### INSTRUCTIONS TO FOLLOW
From the data below, restate every line word for word.

### RAW DATA
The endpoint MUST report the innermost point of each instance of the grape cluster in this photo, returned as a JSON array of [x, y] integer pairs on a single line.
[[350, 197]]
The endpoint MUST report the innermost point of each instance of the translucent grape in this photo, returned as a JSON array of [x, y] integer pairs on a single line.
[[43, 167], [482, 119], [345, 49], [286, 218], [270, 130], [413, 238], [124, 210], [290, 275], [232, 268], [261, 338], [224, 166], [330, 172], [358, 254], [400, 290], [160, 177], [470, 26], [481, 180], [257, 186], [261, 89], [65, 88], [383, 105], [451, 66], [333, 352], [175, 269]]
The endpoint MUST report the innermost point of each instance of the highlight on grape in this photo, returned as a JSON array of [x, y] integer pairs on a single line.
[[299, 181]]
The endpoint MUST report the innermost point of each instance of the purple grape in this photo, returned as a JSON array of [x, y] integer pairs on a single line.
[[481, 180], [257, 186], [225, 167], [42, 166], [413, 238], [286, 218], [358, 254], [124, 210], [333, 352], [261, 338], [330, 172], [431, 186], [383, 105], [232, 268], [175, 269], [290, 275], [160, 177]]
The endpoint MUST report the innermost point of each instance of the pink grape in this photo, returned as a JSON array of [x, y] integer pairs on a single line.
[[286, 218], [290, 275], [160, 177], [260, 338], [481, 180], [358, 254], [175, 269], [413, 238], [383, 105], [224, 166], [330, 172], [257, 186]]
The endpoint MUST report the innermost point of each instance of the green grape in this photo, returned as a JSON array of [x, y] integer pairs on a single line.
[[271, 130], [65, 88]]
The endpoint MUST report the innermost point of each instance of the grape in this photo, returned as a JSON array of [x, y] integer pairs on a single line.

### TASK OUTPUT
The endpoint MUST report the innermost point of each instance of the grape cluster in this photo, returned as a JSON array of [x, y] integer pairs on a single line.
[[350, 197]]
The endpoint MUST report the innermost point of each instance of the translucent grape in this photo, returned as a JSON array of [x, y] integer pairs on a single line.
[[43, 167], [482, 119], [345, 49], [286, 218], [270, 130], [413, 238], [124, 210], [290, 275], [232, 268], [261, 338], [224, 166], [330, 172], [358, 254], [400, 290], [160, 177], [470, 26], [481, 180], [257, 186], [261, 89], [65, 88], [383, 105], [451, 66], [333, 352], [175, 269]]
The endpoint MUST report the innermost point of each instance of the highlight on grape in this photo, returned as a JSON array of [x, y] integer pairs on a single line.
[[299, 181]]
The endpoint MUST report the innermost point of each instance of the purple grape in this photo, returned as a JSON array of [x, y] integer pairs on a single line.
[[481, 180], [257, 186], [225, 167], [42, 166], [413, 238], [286, 218], [358, 254], [124, 210], [333, 352], [261, 338], [330, 172], [431, 186], [383, 105], [232, 268], [175, 269], [290, 275], [160, 177]]
The endpoint MUST report the innermost point of each instance of the pink grape in this photo, returned as a JSON array of [x, y] integer pairs on a single line.
[[286, 218], [290, 275], [160, 177], [260, 338], [481, 180], [358, 254], [175, 269], [413, 238], [383, 105], [224, 166], [330, 172], [257, 186]]
The endpoint MUST report the innermost point of each instance of the green grape in this photo, returned as a JSON array of [x, y] integer pairs on a single line.
[[271, 130], [65, 88]]
The endpoint MUST report the innermost point of each instance of the grape in this photo, returned as a JSON array of [x, y] integer pairs on a single line.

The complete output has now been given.